> [Task goal]
With the images removed, write out every line below exactly.

Dataset excerpts
++++++++++++++++++++
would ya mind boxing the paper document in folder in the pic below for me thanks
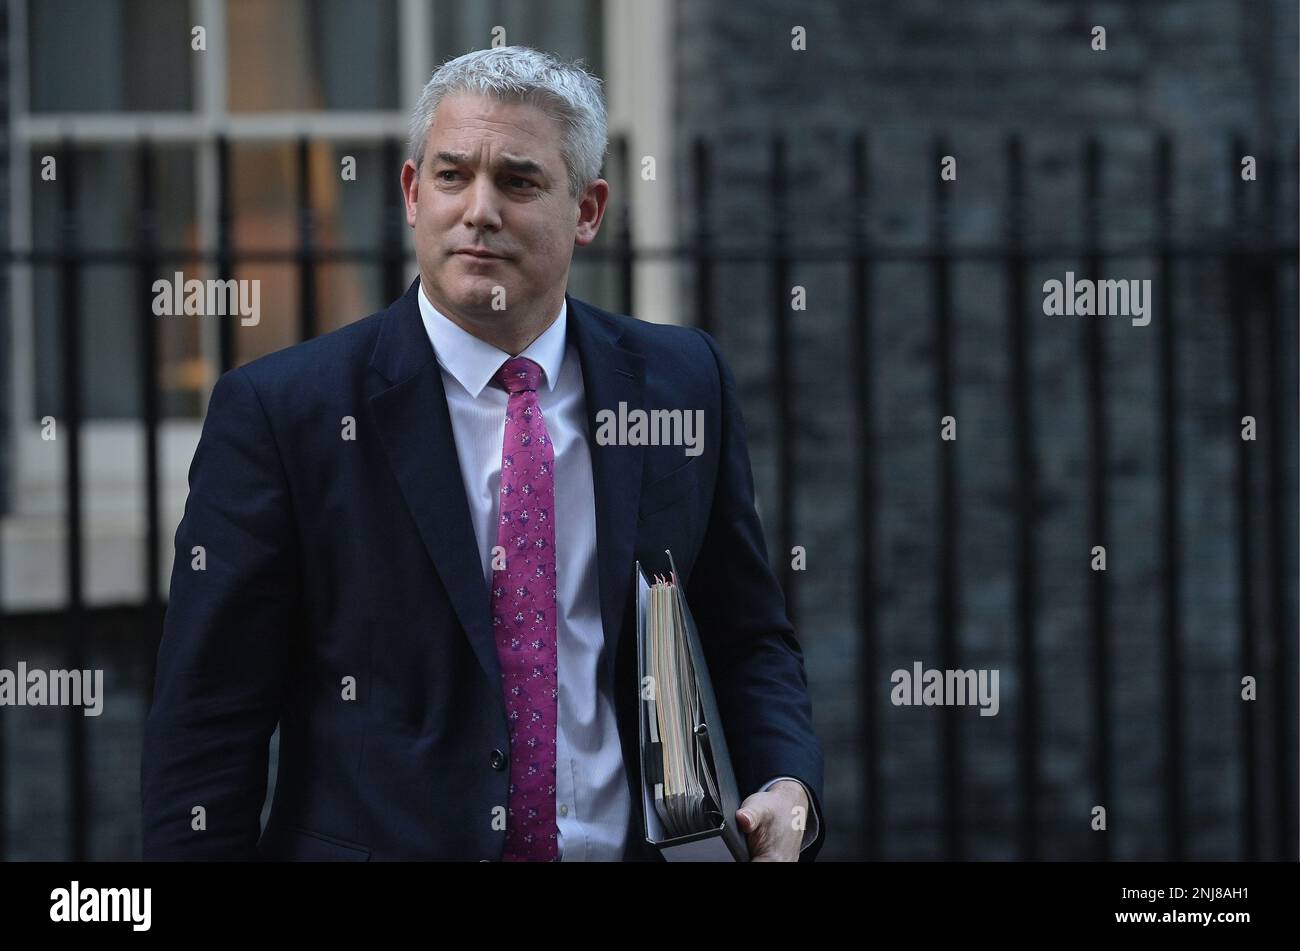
[646,572,720,838]
[636,553,748,860]
[639,563,733,831]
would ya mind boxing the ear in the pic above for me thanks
[401,159,420,227]
[573,178,610,247]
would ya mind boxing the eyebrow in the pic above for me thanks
[433,150,546,177]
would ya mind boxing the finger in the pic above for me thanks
[741,801,774,830]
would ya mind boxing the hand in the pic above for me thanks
[736,780,809,862]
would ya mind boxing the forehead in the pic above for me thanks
[428,91,564,158]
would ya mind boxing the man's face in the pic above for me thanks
[401,91,607,323]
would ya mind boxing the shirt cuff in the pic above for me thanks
[758,775,820,852]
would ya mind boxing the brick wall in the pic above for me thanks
[672,0,1298,859]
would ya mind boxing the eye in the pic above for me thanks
[436,170,460,182]
[507,176,537,189]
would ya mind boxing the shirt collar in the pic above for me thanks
[417,281,566,399]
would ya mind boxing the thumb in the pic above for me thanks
[736,807,758,832]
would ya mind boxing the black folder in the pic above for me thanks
[634,550,749,861]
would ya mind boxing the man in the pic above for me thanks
[141,46,824,862]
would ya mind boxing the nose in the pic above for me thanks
[462,173,502,233]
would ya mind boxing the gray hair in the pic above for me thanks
[407,46,608,200]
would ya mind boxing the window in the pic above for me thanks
[4,0,666,611]
[17,0,609,422]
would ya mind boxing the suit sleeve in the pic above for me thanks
[687,328,827,861]
[141,367,300,860]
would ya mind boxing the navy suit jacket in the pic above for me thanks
[141,277,825,861]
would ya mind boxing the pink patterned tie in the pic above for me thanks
[489,357,559,861]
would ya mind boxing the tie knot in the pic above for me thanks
[495,357,543,395]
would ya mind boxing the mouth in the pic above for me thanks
[454,249,507,260]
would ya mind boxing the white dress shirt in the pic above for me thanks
[417,284,818,859]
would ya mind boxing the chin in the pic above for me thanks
[450,280,506,311]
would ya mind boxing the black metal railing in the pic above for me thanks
[0,131,1295,862]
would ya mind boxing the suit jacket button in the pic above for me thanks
[490,748,507,770]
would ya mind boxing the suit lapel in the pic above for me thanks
[565,293,646,684]
[368,278,502,700]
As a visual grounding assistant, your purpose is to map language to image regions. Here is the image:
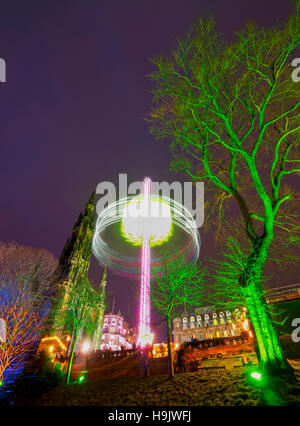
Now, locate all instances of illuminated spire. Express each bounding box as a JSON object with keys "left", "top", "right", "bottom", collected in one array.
[
  {"left": 98, "top": 267, "right": 107, "bottom": 297},
  {"left": 101, "top": 266, "right": 107, "bottom": 285},
  {"left": 50, "top": 192, "right": 96, "bottom": 334},
  {"left": 92, "top": 267, "right": 106, "bottom": 351}
]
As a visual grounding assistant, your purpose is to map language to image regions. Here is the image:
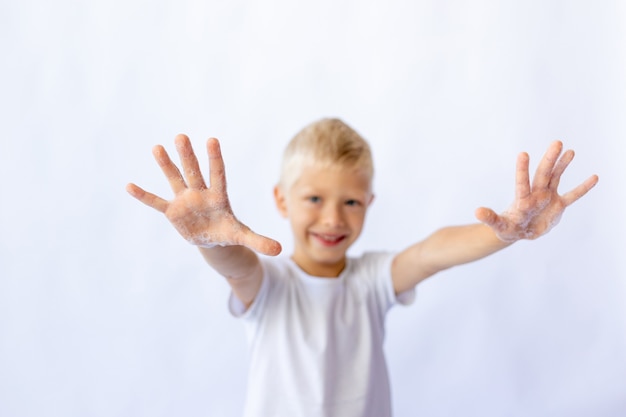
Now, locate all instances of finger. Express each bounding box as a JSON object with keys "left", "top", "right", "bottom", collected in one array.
[
  {"left": 532, "top": 140, "right": 563, "bottom": 190},
  {"left": 126, "top": 183, "right": 169, "bottom": 213},
  {"left": 548, "top": 149, "right": 574, "bottom": 191},
  {"left": 207, "top": 138, "right": 227, "bottom": 195},
  {"left": 174, "top": 134, "right": 207, "bottom": 190},
  {"left": 240, "top": 229, "right": 282, "bottom": 256},
  {"left": 561, "top": 174, "right": 599, "bottom": 206},
  {"left": 153, "top": 144, "right": 187, "bottom": 194},
  {"left": 515, "top": 152, "right": 531, "bottom": 201}
]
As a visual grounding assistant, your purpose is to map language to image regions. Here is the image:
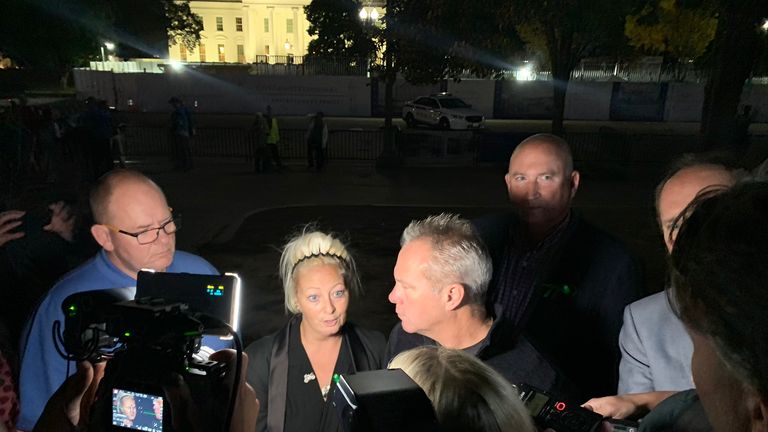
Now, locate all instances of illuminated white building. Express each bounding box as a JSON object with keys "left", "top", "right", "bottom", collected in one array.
[{"left": 169, "top": 0, "right": 385, "bottom": 64}]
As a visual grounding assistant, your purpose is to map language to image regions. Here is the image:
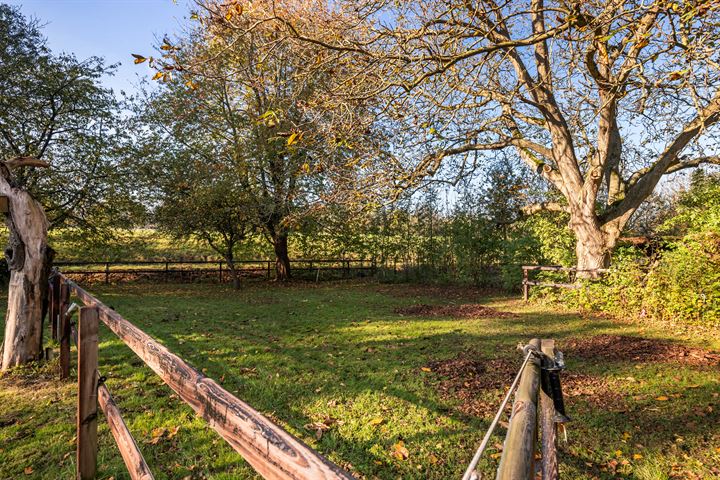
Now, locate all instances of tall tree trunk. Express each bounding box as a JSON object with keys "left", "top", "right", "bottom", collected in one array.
[
  {"left": 0, "top": 174, "right": 52, "bottom": 370},
  {"left": 273, "top": 233, "right": 291, "bottom": 281},
  {"left": 570, "top": 208, "right": 610, "bottom": 278},
  {"left": 227, "top": 260, "right": 241, "bottom": 290}
]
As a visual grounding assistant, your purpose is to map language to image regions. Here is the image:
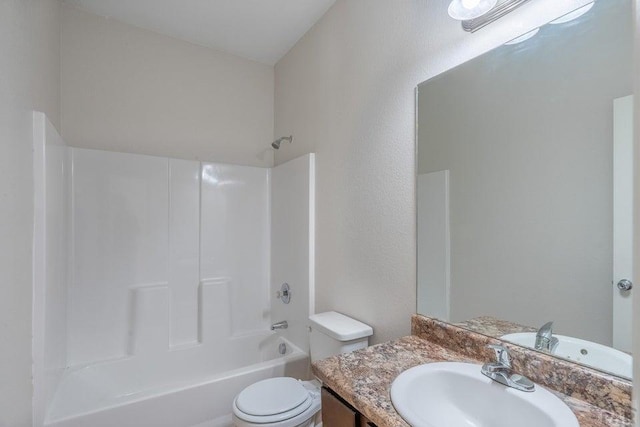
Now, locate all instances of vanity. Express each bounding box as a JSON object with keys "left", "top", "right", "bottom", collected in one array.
[{"left": 313, "top": 315, "right": 632, "bottom": 427}]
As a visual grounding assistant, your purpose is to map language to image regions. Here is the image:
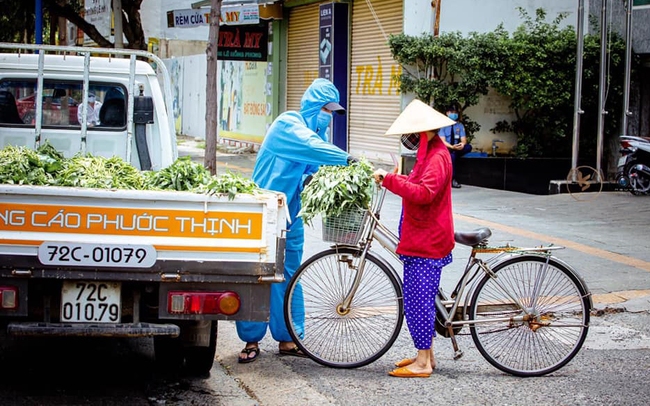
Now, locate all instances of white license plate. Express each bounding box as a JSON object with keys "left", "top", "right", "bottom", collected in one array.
[
  {"left": 61, "top": 281, "right": 121, "bottom": 323},
  {"left": 618, "top": 156, "right": 628, "bottom": 167},
  {"left": 38, "top": 242, "right": 156, "bottom": 268},
  {"left": 61, "top": 281, "right": 122, "bottom": 323}
]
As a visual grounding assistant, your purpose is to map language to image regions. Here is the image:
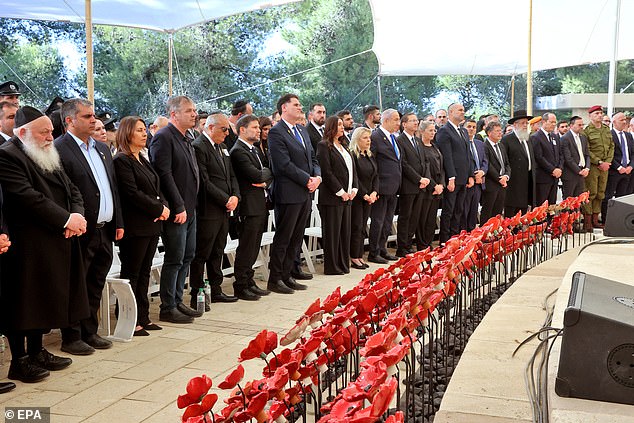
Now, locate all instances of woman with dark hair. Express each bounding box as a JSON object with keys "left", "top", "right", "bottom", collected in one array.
[
  {"left": 349, "top": 127, "right": 377, "bottom": 269},
  {"left": 417, "top": 120, "right": 445, "bottom": 250},
  {"left": 113, "top": 116, "right": 170, "bottom": 336},
  {"left": 257, "top": 116, "right": 272, "bottom": 167},
  {"left": 316, "top": 116, "right": 358, "bottom": 275}
]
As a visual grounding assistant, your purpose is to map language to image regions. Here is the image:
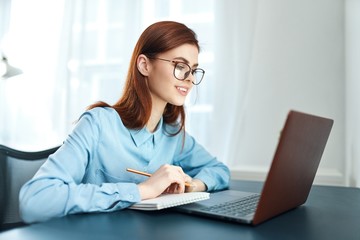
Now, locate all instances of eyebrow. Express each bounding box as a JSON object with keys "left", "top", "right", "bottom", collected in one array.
[{"left": 173, "top": 57, "right": 199, "bottom": 68}]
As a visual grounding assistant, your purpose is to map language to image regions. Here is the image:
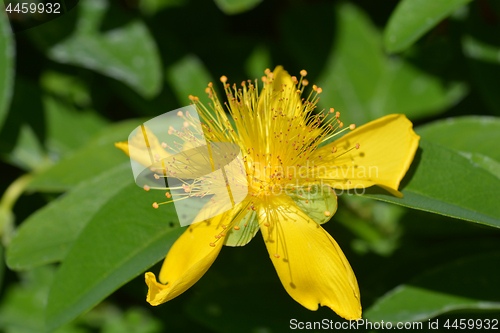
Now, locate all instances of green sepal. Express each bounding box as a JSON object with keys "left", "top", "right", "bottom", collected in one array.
[
  {"left": 290, "top": 184, "right": 338, "bottom": 225},
  {"left": 224, "top": 210, "right": 259, "bottom": 247}
]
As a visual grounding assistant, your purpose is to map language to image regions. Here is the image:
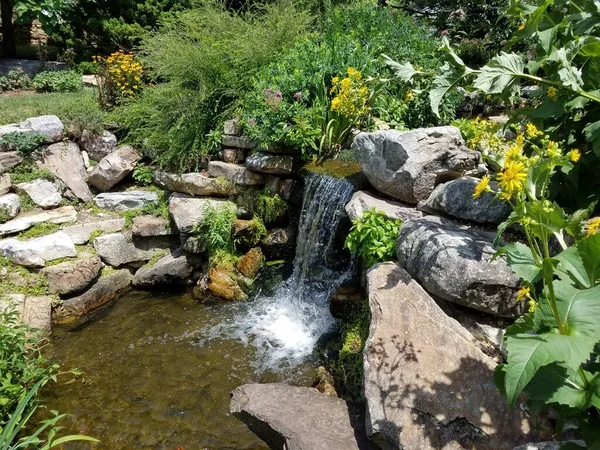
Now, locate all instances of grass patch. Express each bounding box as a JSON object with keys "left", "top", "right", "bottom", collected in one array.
[
  {"left": 9, "top": 160, "right": 56, "bottom": 184},
  {"left": 121, "top": 191, "right": 170, "bottom": 227},
  {"left": 0, "top": 257, "right": 49, "bottom": 297},
  {"left": 17, "top": 223, "right": 60, "bottom": 240},
  {"left": 17, "top": 194, "right": 37, "bottom": 213},
  {"left": 145, "top": 250, "right": 168, "bottom": 268}
]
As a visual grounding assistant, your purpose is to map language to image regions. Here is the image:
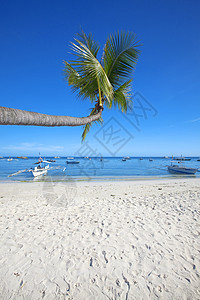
++++++++++++++++++++
> [Written answer]
would ya mind boxing the paper document in folder in the pic below for me thanks
[646,572,720,838]
[636,553,748,860]
[639,563,733,831]
would ya mind boxing the ear in the pic above for me thanks
[401,159,420,227]
[573,178,610,247]
would ya mind boxing the eyebrow in the pic above for me thanks
[433,150,546,177]
would ya mind boxing the finger in the pic above for me thanks
[741,801,774,830]
would ya mind boxing the hand in the pic above for me thanks
[736,780,809,862]
would ya mind boxing the forehead in the pic above for me thanks
[428,91,564,158]
would ya mind boxing the man's face in the pic above for me thanks
[401,91,607,323]
would ya mind boxing the shirt cuff in the pic above for me thanks
[758,775,820,852]
would ya mind boxing the brick wall in the pic above for me thanks
[672,0,1298,859]
would ya mind boxing the eye in the pic above for me thanks
[436,170,460,182]
[507,176,537,189]
would ya mind boxing the shirt collar in the pic above for me thanks
[417,281,566,399]
would ya mind boxing the thumb in the pic above for me thanks
[736,807,758,832]
would ya mind boxing the black folder in the pic above for me thanks
[634,550,749,861]
would ya mind boxing the man in the pic above for me thanks
[141,46,824,862]
would ya mind boxing the nose in the pic above for me thanks
[462,173,502,233]
would ya mind boxing the gray hair in the pic above for me thanks
[407,46,608,200]
would ya mind boxing the window in the pic above for me thanks
[4,0,666,611]
[17,0,609,422]
would ya mind boxing the suit sleeve in the pic above for me thanks
[687,328,827,861]
[141,367,300,860]
would ya mind boxing the navy suit jacket in the pic above for me thanks
[141,277,825,861]
would ya mind boxing the pink patterned tie in the pic above for me thanks
[489,357,559,861]
would ya mind boxing the tie knot in the pic above for me thanks
[495,357,543,395]
would ya mind boxing the mouth in the pic above for me thanks
[454,249,507,260]
would ya mind boxing the white dress shirt in the pic above for me thanks
[417,284,818,859]
would ya mind boxing the chin in the pic above for me thanks
[450,280,506,311]
would ya mind boxing the black metal railing in the pic above for me thanks
[0,131,1295,862]
would ya mind boxing the suit jacket button in the pic above for me thanks
[490,748,507,770]
would ya mind boxing the suit lapel in the pic above for me thanks
[565,293,646,684]
[368,278,502,700]
As a visual grounding assistant, your purpose is to map language to image regions. Here is the image:
Now, locate all instances of illuminated spire. Express each bounding box as a JSON object with keys "left", "top", "right", "bottom", collected in one array.
[
  {"left": 98, "top": 267, "right": 107, "bottom": 297},
  {"left": 101, "top": 266, "right": 107, "bottom": 285},
  {"left": 50, "top": 192, "right": 96, "bottom": 334},
  {"left": 92, "top": 267, "right": 106, "bottom": 351}
]
As a visual grounding assistant, your purpose is to map language to image regions. Here is the image:
Now, locate all instances of finger. Express each bounding box as a JSON object with keys "left", "top", "right", "bottom", collected in one array.
[
  {"left": 532, "top": 140, "right": 563, "bottom": 190},
  {"left": 126, "top": 183, "right": 169, "bottom": 213},
  {"left": 548, "top": 149, "right": 574, "bottom": 191},
  {"left": 207, "top": 138, "right": 227, "bottom": 195},
  {"left": 174, "top": 134, "right": 207, "bottom": 190},
  {"left": 240, "top": 229, "right": 282, "bottom": 256},
  {"left": 561, "top": 174, "right": 599, "bottom": 206},
  {"left": 153, "top": 144, "right": 187, "bottom": 194},
  {"left": 515, "top": 152, "right": 531, "bottom": 201}
]
As a visual grounding assistant, your purpose is to map language to image regions. Here is the image:
Now, locate all instances of illuminated white building. Express each bounding box as a JSON object with keys "left", "top", "right", "bottom", collected in one array.
[{"left": 169, "top": 0, "right": 385, "bottom": 64}]
As a visual grounding assistant, your purpose is to map language to image regions. Here is the image:
Now, locate all instances of tall tree trunk. Express each bounding box as a JSON object with keys "left", "top", "right", "bottom", collected in one array.
[
  {"left": 0, "top": 174, "right": 52, "bottom": 370},
  {"left": 273, "top": 233, "right": 291, "bottom": 281},
  {"left": 570, "top": 208, "right": 610, "bottom": 278},
  {"left": 227, "top": 260, "right": 241, "bottom": 290}
]
As a visual grounding assistant, your purpose is to map language to image regions. Here is the image:
Now, locate all instances of vanity. Express each bounding box as a JSON object with keys "left", "top", "right", "bottom", collected in one array.
[{"left": 313, "top": 315, "right": 632, "bottom": 427}]
As a visual grounding assistant, your purpose is to map language to image regions. Here is the image:
Now, locate all instances of white license plate. Express each bounding box as a JSON object with keys "left", "top", "right", "bottom", collected in one array.
[
  {"left": 61, "top": 281, "right": 121, "bottom": 323},
  {"left": 618, "top": 156, "right": 628, "bottom": 167},
  {"left": 38, "top": 242, "right": 156, "bottom": 268},
  {"left": 61, "top": 281, "right": 122, "bottom": 323}
]
As a visual grounding assistant, your purpose is to map language to image regions. Here is the image:
Now, locate all instances of woman with dark hair. Express each bounding box as a JSON object with keys "left", "top", "right", "bottom", collected in one array.
[
  {"left": 349, "top": 127, "right": 377, "bottom": 269},
  {"left": 417, "top": 120, "right": 445, "bottom": 250},
  {"left": 113, "top": 116, "right": 170, "bottom": 336},
  {"left": 257, "top": 116, "right": 272, "bottom": 167},
  {"left": 316, "top": 116, "right": 358, "bottom": 275}
]
As a visual grounding assistant, your purpose is to map language to image regions. Here is the image:
Now, locate all instances of eyebrow. Express each bounding box as a JSON object with keys "left", "top", "right", "bottom", collected in one array.
[{"left": 173, "top": 57, "right": 199, "bottom": 68}]
As a visual grounding assistant, your purpose is to map language to image regions. Here is the image:
Now, locate all instances of green sepal. Express each bounding box as a JSON object with keys "left", "top", "right", "bottom", collected in one array.
[
  {"left": 290, "top": 184, "right": 338, "bottom": 225},
  {"left": 224, "top": 210, "right": 259, "bottom": 247}
]
As a visual grounding assistant, your purpose is to map language to image regions. Here is the image:
Now, locate all instances of grass patch. Express each bounding box as a JSON object with keys "left", "top", "right", "bottom", collected in one array.
[
  {"left": 9, "top": 160, "right": 56, "bottom": 184},
  {"left": 121, "top": 191, "right": 170, "bottom": 227},
  {"left": 0, "top": 257, "right": 49, "bottom": 297},
  {"left": 17, "top": 223, "right": 60, "bottom": 240},
  {"left": 17, "top": 194, "right": 37, "bottom": 213},
  {"left": 145, "top": 250, "right": 168, "bottom": 268}
]
As a visual grounding assistant, your purpose is to map language to image regions. Here is the image:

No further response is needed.